- **Quoted text**
<<<<

Educating Joey Essex is a British television programme which began airing on ITV2 on 16 March 2014. The show features former The Only Way Is Essex star Joey Essex and is narrated by Phillip Schofield. The show title is a similarity to the 2011 Channel 4 reality show Educating Essex.

The first programme aired in March 2014 and was originally planned to be a one-off special. On 5 June 2014, a full series was announced.

In 2016 it was announced that Educating Joey Essex would return for a second series filming started in April. Series 2 premiered 12 June 2016.

Essex announced whilst on ITV This Morning on 28 June 2017 that he would like to do another series of Educating Joey Essex or a one-off special. Joey also said that there needs to be a reason to do another episode or series and at the moment there isn't but the series is still on his mind for a return.

Series overview

Series One

Series Two

Notes
 There is also going to be a US election special, starring Donald Trump and Hillary Clinton.

>>>>

Items excerpted from a collection:

<<<<

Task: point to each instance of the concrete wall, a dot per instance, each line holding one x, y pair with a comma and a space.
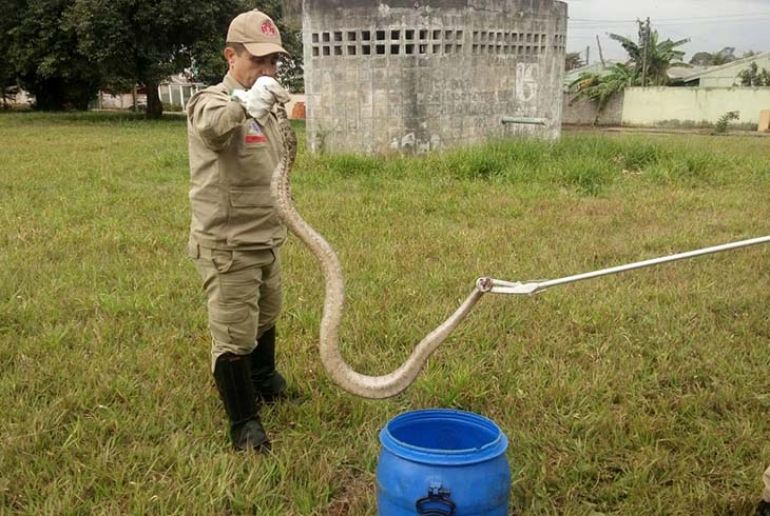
583, 112
415, 75
652, 106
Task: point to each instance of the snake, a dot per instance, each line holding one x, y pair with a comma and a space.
366, 386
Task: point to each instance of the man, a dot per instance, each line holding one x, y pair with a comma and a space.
235, 235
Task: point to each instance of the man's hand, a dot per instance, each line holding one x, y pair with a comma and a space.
261, 98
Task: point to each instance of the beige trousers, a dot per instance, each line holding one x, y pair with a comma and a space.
244, 296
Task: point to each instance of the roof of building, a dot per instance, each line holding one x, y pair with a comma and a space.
724, 70
598, 68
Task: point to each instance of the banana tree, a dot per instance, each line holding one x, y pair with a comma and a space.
600, 88
651, 57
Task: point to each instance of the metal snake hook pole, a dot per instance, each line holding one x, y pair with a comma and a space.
384, 386
376, 387
533, 287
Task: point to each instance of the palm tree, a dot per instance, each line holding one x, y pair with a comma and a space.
652, 58
648, 64
600, 88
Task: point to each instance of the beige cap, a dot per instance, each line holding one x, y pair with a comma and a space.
257, 32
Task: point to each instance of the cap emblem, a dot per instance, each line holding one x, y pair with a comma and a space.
268, 29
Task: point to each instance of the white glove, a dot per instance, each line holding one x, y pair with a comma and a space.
259, 100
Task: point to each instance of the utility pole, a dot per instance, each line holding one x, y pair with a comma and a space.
601, 54
644, 39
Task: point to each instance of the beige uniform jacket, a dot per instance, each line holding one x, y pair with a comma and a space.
232, 158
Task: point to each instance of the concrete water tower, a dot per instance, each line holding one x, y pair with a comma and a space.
416, 75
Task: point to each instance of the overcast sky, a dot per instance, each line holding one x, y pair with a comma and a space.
710, 24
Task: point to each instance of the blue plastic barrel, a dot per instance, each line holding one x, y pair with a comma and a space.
442, 462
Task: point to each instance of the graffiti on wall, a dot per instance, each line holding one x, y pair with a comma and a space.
527, 81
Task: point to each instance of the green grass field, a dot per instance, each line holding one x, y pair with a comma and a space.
643, 393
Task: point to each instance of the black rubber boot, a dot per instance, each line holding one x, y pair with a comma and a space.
268, 383
232, 374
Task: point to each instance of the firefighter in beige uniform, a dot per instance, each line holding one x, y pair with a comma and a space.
235, 235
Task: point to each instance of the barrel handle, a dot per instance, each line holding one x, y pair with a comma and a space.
436, 497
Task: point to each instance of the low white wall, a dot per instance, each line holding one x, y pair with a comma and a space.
652, 106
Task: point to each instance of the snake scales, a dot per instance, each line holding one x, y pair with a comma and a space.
376, 387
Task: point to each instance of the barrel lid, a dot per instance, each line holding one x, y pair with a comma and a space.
443, 437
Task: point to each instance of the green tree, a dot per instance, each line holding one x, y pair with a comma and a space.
600, 88
648, 64
12, 10
45, 57
145, 41
651, 57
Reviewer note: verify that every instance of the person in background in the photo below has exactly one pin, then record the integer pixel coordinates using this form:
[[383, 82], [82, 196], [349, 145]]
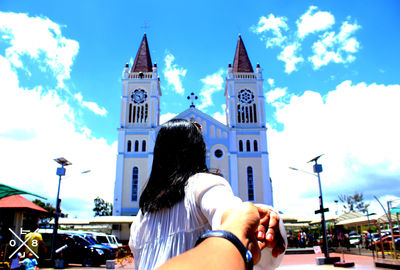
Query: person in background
[[182, 200], [30, 263], [15, 262], [35, 241], [219, 253]]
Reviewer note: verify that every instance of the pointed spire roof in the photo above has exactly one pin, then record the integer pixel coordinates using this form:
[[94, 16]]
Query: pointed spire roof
[[143, 60], [241, 63]]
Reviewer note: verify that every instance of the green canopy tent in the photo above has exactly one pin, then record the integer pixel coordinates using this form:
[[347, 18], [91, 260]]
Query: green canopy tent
[[6, 191]]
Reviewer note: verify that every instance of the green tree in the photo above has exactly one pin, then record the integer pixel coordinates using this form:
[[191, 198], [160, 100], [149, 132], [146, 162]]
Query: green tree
[[353, 203], [102, 208]]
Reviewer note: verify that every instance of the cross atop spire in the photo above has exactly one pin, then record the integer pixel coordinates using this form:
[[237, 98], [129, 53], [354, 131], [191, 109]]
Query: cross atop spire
[[193, 98], [241, 62], [143, 60]]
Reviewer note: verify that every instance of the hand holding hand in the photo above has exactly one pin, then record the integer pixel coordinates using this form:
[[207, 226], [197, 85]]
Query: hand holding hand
[[268, 233]]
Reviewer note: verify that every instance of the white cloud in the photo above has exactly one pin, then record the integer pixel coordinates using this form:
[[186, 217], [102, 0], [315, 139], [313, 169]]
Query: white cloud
[[174, 74], [271, 29], [288, 55], [314, 21], [211, 84], [166, 117], [40, 39], [329, 47], [275, 94], [94, 107], [354, 126], [41, 125], [337, 48]]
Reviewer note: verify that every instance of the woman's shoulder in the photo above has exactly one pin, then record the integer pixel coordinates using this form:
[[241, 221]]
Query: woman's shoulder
[[207, 179], [201, 182]]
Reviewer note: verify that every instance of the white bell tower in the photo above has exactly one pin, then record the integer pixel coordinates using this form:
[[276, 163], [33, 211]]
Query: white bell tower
[[140, 114], [245, 112]]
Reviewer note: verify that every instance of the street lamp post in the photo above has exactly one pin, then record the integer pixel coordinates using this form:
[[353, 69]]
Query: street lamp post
[[317, 170], [60, 172]]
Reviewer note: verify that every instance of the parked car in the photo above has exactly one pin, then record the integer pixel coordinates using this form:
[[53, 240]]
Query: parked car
[[387, 242], [106, 239], [355, 240], [74, 248], [88, 236]]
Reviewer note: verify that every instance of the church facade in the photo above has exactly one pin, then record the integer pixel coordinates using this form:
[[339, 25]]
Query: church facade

>>>>

- **To be done**
1. From the text about Educating Joey Essex, return the passage from "Educating Joey Essex is" to "series was announced.", copied word for word.
2. Answer these questions using the text about Educating Joey Essex:
(a) Who narrates the show?
(b) On what date did Series 2 premiere?
(c) On which program did Essex say in June 2017 that he would like to do another series?

- **Outputs by task**
1.
Educating Joey Essex is a British television programme which began airing on ITV2 on 16 March 2014. The show features former The Only Way Is Essex star Joey Essex and is narrated by Phillip Schofield. The show title is a similarity to the 2011 Channel 4 reality show Educating Essex.

The first programme aired in March 2014 and was originally planned to be a one-off special. On 5 June 2014, a full series was announced.

2.
(a) Phillip Schofield
(b) 12 June 2016
(c) ITV This Morning